#### YOUR OBJECTIVE
List every detail the blog post below gives about the writer's current heroine.

#### PASSAGE TO READ
================================

I’ve spent the last two blogs pretty much dissing other author’s beloved characters so I thought I would fess up to my own character flaws. I’ve written many short stories and I like to experiment with character voice in those little spurts but the real challenge to achieving successful character development is in longer fiction. I confess to disillusionment in me and mine.
I have a current heroine who is momentarily frozen in limbo at 40k so she doesn’t count in this scenario, being too raw, and too shallow at this point to mention. My two favorites from past books both lost my favor when I finished the first drafts and I don’t know if this is a regular experience for writers or my peculiar personal hell.
Years ago, I taught a drama class where the students did character studies. In these studies they were to know everything about their character from how they brushed their teeth to what their favorite color was. The logic was that knowing the character whilst acting would allow the actor to make natural decisions on the spot. The same intimate knowledge of your character is essential when writing. A writer needs to know everything about their character, even if they never use that knowledge, but low and behold, there’s a problem.

================================

#### EXCERPTED RECORDS

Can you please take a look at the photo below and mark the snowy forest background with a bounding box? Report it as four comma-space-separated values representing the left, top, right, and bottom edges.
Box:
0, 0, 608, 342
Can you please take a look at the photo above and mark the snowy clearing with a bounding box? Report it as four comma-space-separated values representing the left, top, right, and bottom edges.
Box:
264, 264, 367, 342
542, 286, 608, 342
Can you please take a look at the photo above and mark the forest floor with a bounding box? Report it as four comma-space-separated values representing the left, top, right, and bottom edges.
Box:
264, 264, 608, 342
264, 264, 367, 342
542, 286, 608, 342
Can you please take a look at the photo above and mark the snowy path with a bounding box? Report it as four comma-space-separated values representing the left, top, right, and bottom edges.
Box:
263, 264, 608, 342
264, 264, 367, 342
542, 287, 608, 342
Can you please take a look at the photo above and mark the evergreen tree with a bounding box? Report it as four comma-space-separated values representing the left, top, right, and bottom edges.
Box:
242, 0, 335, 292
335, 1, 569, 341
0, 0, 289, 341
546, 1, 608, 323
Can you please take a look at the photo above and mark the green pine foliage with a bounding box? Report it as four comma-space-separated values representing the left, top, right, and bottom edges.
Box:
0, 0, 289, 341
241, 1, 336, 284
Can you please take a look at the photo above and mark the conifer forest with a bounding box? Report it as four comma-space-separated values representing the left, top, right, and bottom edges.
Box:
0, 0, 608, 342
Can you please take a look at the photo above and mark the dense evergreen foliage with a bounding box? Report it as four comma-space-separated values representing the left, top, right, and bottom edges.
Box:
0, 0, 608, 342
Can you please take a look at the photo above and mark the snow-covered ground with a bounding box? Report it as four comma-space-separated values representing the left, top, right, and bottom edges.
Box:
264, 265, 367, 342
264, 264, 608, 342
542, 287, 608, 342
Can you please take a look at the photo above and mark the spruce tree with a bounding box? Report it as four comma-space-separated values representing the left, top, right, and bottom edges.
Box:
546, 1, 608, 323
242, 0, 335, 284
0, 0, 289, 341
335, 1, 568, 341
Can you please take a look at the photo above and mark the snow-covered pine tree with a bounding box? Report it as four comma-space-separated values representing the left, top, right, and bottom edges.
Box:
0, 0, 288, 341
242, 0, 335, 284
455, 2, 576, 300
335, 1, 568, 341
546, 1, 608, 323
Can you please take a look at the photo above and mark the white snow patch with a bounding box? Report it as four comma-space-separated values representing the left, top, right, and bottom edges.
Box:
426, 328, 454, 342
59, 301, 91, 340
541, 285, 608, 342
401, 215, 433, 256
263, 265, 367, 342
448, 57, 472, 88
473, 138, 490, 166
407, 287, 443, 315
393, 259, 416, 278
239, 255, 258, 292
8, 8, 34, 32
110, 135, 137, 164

================================

#### ANSWER TO THE TASK
- She is momentarily frozen in limbo at 40k.
- She doesn't count in this scenario.
- She is too raw.
- She is too shallow at this point to mention.